** start Quoted passage **
Elasticsearch Integration Set Up for DSR Automation
Configure your Elasticsearch integration to fulfill Data Subject Access Requests (DSRs) — both ACCESS (right-to-know) and ERASURE (right-to-be-forgotten) — against any index in your cluster.
With Transcend's Elasticsearch integration, you can fulfill ACCESS and ERASURE DSRs directly against the documents stored in your Elasticsearch indices.
Elasticsearch indices are schema-flexible, which means PII often lands in fields you didn't plan for — emails inside log payloads, user IDs in clickstream events, names buried in error messages. Transcend's integration is built for that reality: every index that gets discovered through datapoint schema discovery automatically picks up DSR support. DSR's will run the ACCESS query and ERASURE redaction script, which you define on a per-index basis using the Edit Query UI on the datapoint.
Because Elasticsearch is most often used as a logging or analytics store, this integration redacts matching fields rather than deleting documents. That preserves log integrity and audit trails while still removing the personal data.
The first step is making sure your Elasticsearch indices are registered as datapoints in Transcend. The recommended path is to run Schema Discovery against your Elasticsearch silo — this enumerates every non-system index and surfaces its fields automatically.
Once schema discovery has run, every discovered index is treated as one datapoint. You'll then need to enable ACCESS and ERASURE actions for the relevant indices, as well as define a query JSON statement for the enabled actions.
** end Quoted passage **
** start Dataset **
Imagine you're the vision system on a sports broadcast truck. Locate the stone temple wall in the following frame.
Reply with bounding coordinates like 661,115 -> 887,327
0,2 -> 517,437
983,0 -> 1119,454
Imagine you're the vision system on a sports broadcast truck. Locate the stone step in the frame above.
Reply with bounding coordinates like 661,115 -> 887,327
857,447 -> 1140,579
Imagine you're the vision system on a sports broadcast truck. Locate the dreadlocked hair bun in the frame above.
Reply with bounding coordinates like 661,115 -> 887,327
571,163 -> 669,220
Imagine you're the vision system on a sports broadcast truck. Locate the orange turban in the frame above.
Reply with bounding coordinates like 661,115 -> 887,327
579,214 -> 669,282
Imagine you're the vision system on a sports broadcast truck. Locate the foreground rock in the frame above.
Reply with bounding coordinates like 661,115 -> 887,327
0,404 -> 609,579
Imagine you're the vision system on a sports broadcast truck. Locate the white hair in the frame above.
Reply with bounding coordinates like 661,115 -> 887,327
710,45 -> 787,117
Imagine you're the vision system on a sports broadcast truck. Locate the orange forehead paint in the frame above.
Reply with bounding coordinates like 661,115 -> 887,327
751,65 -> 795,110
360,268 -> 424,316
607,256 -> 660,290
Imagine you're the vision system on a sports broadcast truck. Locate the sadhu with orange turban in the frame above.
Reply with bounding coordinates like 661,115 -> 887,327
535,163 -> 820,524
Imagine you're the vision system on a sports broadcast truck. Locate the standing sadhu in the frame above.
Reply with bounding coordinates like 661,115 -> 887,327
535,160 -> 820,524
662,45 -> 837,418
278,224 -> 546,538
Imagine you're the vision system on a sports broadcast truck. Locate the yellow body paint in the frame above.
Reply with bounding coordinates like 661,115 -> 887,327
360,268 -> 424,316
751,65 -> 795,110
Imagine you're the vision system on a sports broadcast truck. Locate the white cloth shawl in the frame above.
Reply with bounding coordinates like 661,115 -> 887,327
** end Dataset **
_Task to complete_.
Answer the following about the Elasticsearch setup text above.
(a) What does the integration do with matching fields instead of deleting documents?
(b) What is the recommended way to register Elasticsearch indices as datapoints in Transcend?
(c) After schema discovery has run, how many datapoints is each discovered index treated as?

_Response to this task_.
(a) It redacts the matching fields.
(b) Run Schema Discovery against the Elasticsearch silo.
(c) One datapoint.